[Records from a collection]
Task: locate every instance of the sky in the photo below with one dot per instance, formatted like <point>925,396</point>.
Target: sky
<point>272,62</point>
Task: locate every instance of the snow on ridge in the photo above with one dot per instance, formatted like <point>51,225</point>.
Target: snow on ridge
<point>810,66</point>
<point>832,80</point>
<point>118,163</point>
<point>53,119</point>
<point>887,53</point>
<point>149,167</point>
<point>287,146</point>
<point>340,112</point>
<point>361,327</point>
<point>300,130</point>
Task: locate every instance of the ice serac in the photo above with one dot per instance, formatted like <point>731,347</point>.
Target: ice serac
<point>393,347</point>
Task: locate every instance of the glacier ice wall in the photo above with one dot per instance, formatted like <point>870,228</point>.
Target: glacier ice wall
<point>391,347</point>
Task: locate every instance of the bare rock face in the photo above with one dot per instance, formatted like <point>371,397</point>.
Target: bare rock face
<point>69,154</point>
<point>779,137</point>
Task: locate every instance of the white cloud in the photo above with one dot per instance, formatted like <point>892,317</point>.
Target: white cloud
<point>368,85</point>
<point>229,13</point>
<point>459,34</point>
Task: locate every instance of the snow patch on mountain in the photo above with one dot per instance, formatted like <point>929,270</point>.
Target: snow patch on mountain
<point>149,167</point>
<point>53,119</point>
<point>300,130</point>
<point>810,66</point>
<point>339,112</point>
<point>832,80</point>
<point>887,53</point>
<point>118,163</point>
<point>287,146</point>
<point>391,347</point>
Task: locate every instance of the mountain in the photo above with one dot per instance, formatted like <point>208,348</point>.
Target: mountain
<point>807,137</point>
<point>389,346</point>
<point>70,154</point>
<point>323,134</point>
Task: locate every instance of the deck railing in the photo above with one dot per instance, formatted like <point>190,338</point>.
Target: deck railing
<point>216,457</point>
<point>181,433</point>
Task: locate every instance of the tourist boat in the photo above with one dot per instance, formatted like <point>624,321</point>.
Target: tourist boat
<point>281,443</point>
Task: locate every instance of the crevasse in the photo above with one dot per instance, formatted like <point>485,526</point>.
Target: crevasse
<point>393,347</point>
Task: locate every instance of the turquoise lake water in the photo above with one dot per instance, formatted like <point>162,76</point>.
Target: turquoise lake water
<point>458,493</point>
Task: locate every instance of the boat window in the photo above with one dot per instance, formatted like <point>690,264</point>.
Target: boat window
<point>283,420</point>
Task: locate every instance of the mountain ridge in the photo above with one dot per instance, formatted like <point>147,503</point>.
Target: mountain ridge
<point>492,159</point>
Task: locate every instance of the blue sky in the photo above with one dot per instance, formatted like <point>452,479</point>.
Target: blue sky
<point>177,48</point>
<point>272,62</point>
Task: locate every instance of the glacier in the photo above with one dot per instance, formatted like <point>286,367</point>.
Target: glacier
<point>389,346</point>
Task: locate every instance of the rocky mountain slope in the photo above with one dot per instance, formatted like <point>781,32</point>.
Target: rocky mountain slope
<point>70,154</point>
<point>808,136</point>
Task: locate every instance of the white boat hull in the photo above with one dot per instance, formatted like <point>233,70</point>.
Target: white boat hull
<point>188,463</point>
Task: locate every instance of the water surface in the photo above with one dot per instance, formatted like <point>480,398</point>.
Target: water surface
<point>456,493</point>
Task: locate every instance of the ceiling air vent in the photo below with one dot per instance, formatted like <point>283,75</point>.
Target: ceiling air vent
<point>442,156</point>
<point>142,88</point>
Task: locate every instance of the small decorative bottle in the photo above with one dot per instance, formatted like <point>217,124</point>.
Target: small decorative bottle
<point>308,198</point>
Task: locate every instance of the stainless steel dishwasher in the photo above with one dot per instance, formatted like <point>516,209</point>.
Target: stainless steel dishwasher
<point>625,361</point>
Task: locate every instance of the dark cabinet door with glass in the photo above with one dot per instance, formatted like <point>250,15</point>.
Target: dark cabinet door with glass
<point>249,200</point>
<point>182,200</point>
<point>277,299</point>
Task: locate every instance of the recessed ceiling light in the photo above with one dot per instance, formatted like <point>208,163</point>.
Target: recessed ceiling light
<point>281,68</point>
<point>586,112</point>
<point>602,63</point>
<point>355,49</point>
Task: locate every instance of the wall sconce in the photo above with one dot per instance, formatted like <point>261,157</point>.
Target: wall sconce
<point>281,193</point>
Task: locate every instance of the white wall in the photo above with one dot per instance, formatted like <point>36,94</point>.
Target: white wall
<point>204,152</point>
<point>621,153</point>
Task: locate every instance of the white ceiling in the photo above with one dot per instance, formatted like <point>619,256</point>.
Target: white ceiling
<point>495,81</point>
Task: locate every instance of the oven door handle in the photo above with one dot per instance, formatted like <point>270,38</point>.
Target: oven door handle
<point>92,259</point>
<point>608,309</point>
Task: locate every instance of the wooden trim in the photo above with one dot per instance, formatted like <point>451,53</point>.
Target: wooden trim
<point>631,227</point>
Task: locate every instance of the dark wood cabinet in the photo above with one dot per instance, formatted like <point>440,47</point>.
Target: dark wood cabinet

• **Exercise requirements**
Word for word, output the lines of the data from its first line through the line where "Task: locate every instance of the snow on" appears, and stop there.

• **Exercise output**
Task: locate every instance of the sky in the photo below with one dot per instance, formatted like <point>925,396</point>.
Target: sky
<point>272,62</point>
Task: locate every instance of the snow on ridge in the photo above with one dot per instance, formatted like <point>51,225</point>.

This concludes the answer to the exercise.